• [EXERCISE AIM] Your task is to print all of the entries exactly, though the pictures should not be included.

Stored data entries
---*---

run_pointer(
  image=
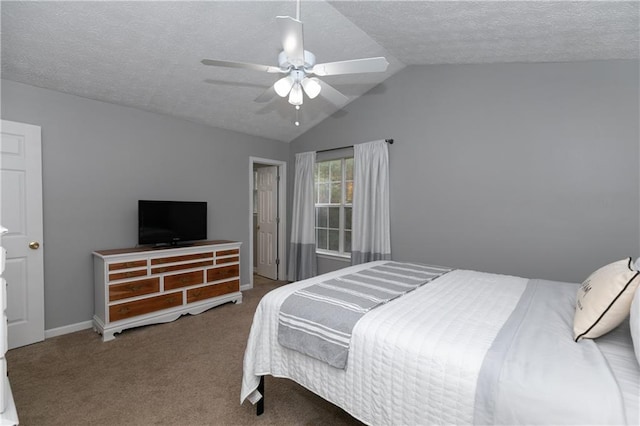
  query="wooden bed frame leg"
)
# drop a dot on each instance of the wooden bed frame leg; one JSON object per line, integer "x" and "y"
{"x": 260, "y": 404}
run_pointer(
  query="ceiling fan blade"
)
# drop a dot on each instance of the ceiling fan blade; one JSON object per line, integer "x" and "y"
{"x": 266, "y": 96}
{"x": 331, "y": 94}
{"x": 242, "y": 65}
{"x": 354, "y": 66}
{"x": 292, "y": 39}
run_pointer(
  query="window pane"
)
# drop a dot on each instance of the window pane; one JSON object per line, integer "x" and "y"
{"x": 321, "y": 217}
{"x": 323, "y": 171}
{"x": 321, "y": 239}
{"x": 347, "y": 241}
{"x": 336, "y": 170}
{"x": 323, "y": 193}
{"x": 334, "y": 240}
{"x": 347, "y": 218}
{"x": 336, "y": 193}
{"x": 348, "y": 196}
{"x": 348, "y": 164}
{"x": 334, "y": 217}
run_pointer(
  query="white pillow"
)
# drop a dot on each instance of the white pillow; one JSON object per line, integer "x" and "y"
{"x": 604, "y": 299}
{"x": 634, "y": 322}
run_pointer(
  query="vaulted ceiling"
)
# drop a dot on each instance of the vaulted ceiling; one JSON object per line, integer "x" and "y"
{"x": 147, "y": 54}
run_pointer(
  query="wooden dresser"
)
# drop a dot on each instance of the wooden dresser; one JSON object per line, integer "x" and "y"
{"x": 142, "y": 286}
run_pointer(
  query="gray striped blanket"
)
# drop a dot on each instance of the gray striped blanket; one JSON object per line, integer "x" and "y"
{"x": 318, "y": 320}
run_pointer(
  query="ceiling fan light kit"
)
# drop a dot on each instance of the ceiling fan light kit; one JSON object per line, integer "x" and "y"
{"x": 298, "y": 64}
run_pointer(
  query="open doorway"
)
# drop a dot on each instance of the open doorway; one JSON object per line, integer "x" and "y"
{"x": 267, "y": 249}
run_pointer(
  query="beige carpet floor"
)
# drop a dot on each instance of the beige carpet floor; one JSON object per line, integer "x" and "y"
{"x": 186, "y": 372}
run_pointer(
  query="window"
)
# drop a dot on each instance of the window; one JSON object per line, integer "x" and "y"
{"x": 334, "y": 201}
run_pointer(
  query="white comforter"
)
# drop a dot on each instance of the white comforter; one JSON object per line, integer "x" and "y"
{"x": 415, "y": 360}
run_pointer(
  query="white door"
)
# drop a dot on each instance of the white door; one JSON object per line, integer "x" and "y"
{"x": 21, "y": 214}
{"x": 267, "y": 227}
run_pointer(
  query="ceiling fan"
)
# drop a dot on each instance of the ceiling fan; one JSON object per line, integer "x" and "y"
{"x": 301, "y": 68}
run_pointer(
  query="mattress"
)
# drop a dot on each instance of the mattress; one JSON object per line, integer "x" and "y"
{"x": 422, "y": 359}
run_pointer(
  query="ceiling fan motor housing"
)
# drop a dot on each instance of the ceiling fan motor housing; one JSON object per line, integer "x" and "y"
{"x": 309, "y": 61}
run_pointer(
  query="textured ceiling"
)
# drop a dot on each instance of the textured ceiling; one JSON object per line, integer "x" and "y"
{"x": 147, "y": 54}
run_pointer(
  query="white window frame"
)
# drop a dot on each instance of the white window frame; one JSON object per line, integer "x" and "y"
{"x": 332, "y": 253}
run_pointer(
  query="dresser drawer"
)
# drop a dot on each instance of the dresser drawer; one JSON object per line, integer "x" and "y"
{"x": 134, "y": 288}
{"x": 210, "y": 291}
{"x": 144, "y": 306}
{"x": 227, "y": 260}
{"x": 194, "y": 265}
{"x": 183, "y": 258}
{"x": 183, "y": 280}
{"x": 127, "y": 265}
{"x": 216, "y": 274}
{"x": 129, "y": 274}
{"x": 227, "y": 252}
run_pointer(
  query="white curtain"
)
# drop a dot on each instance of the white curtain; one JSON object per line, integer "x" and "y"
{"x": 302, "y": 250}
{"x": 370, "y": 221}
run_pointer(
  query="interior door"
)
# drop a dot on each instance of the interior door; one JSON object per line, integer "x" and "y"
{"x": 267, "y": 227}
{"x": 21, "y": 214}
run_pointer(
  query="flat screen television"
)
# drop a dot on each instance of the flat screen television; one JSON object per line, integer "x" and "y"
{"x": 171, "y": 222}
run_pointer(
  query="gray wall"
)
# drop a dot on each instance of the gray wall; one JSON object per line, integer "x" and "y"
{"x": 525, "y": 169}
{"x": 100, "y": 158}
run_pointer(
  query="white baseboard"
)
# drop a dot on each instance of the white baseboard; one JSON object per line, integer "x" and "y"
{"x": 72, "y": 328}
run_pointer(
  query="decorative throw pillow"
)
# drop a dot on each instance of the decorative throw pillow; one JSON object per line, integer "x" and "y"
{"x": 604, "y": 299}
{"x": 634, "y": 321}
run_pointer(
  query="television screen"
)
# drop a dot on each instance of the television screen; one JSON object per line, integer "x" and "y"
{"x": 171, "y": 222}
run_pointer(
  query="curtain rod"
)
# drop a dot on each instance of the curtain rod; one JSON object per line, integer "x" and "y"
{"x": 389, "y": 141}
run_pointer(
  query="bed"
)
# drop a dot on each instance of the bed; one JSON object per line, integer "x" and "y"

---*---

• [TASK RESULT]
run_pointer(
  image=
  query="wooden bed frame leg"
)
# drop a dot on each instance of the wooden bed frame leg; one JSON object per line, integer "x" and "y"
{"x": 260, "y": 404}
run_pointer(
  query="ceiling fan blade"
)
# drop a dot on each instance of the ceiling fan blade; one JSON object per line, integer "x" and "y"
{"x": 266, "y": 96}
{"x": 331, "y": 94}
{"x": 242, "y": 65}
{"x": 354, "y": 66}
{"x": 292, "y": 39}
run_pointer(
  query="window pane"
)
# drop a dot on each instance of the window pane; one JSON object per line, integer "x" and "y"
{"x": 321, "y": 217}
{"x": 323, "y": 171}
{"x": 321, "y": 239}
{"x": 347, "y": 241}
{"x": 336, "y": 170}
{"x": 323, "y": 193}
{"x": 334, "y": 240}
{"x": 347, "y": 218}
{"x": 336, "y": 193}
{"x": 348, "y": 196}
{"x": 348, "y": 164}
{"x": 334, "y": 217}
run_pointer(
  query="white pillow"
)
# drop a dot on each instance of the white pillow; one JSON object per line, integer "x" and "y"
{"x": 604, "y": 299}
{"x": 634, "y": 322}
run_pointer(
  query="vaulted ceiling"
)
# drop a dot on each instance of the vaulted ceiling; one JSON object per line, integer "x" and "y"
{"x": 147, "y": 54}
run_pointer(
  query="wooden dresser"
)
# drop a dot on each instance of the wooden dresser; one JSON object per line, integer "x" and "y"
{"x": 142, "y": 286}
run_pointer(
  query="gray striped blanket"
)
# drop a dot on each instance of the gray striped blanket; one JSON object per line, integer "x" and "y"
{"x": 318, "y": 320}
run_pointer(
  query="ceiling fan light kit"
)
# drop a dot on each instance of the ceiling fan light kit; one JSON object per line, integer "x" and "y"
{"x": 298, "y": 64}
run_pointer(
  query="open doorway"
)
# drop a dot on each instance of the open doorway; one JSON object per line, integer "x" and "y"
{"x": 267, "y": 249}
run_pointer(
  query="beige carpet floor"
)
# drop a dot on each instance of the beige carpet floor; one JSON object per line, integer "x" and "y"
{"x": 186, "y": 372}
run_pointer(
  query="window"
)
# drop a dot on each instance of the window; one JSON object per line, integer "x" and "y"
{"x": 334, "y": 201}
run_pointer(
  query="white comforter"
)
# drop a dot on each instance of the white comforter; one JSON object per line, integer "x" and "y"
{"x": 415, "y": 360}
run_pointer(
  query="white door"
)
# drop a dot on each instance of the white door; one JSON object per line, integer "x" and "y"
{"x": 21, "y": 214}
{"x": 267, "y": 227}
run_pointer(
  query="ceiling fan"
)
# drop a dot on each instance of the ceiling fan; one JSON object per line, integer "x" and "y"
{"x": 301, "y": 68}
run_pointer(
  query="mattress"
)
# drop a dot on each instance of the mattress; one JSON object per line, integer "x" and "y"
{"x": 422, "y": 359}
run_pointer(
  query="ceiling fan motor housing"
)
# drop a dot on each instance of the ceiling fan motor housing; one JSON object per line, integer "x" and "y"
{"x": 309, "y": 61}
run_pointer(
  query="textured ceiling"
)
# drop a dot on each instance of the textured ceiling; one JSON object per line, integer "x" and "y"
{"x": 147, "y": 54}
run_pointer(
  query="white window frame"
)
# drop a dot on each instance of the white window frame; one JSON object per line, integer "x" and "y"
{"x": 332, "y": 253}
run_pointer(
  query="dresser drawer"
)
# drop a dot on each instance of the dresser drawer; one JSON object per line, integer "x" and "y"
{"x": 134, "y": 288}
{"x": 210, "y": 291}
{"x": 144, "y": 306}
{"x": 227, "y": 260}
{"x": 194, "y": 265}
{"x": 183, "y": 258}
{"x": 183, "y": 280}
{"x": 127, "y": 265}
{"x": 216, "y": 274}
{"x": 129, "y": 274}
{"x": 227, "y": 252}
run_pointer(
  query="white curtain"
)
# drop a dot on each instance of the white curtain; one JSON object per line, integer "x" and "y"
{"x": 302, "y": 250}
{"x": 370, "y": 221}
run_pointer(
  query="interior door"
)
# drop a dot on each instance of the interior door; one JSON object per line, integer "x" and "y"
{"x": 267, "y": 227}
{"x": 21, "y": 214}
run_pointer(
  query="flat screen television"
)
# drop a dot on each instance of the flat screen television; one JSON object per line, integer "x" and "y"
{"x": 171, "y": 222}
run_pointer(
  query="gray wall"
)
# drop a dot on each instance of the gray wall; one JSON object per line, integer "x" and "y"
{"x": 525, "y": 169}
{"x": 100, "y": 158}
run_pointer(
  query="white baseboard"
)
# drop a dot on each instance of the white baseboard; one JSON object per line, integer "x" and "y"
{"x": 72, "y": 328}
run_pointer(
  query="decorative throw pillow"
)
# drop a dot on each instance of the decorative throw pillow; one JSON object per line, integer "x" and "y"
{"x": 604, "y": 299}
{"x": 634, "y": 321}
run_pointer(
  query="television screen"
)
# drop a dot on each instance of the television screen; one JSON object per line, integer "x" and "y"
{"x": 171, "y": 222}
run_pointer(
  query="curtain rod"
)
# drop a dot on each instance of the curtain rod; one JSON object per line, integer "x" and "y"
{"x": 389, "y": 141}
run_pointer(
  query="bed"
)
# drop a dot on each instance of the bed; one JSON object per line, integer "x" and "y"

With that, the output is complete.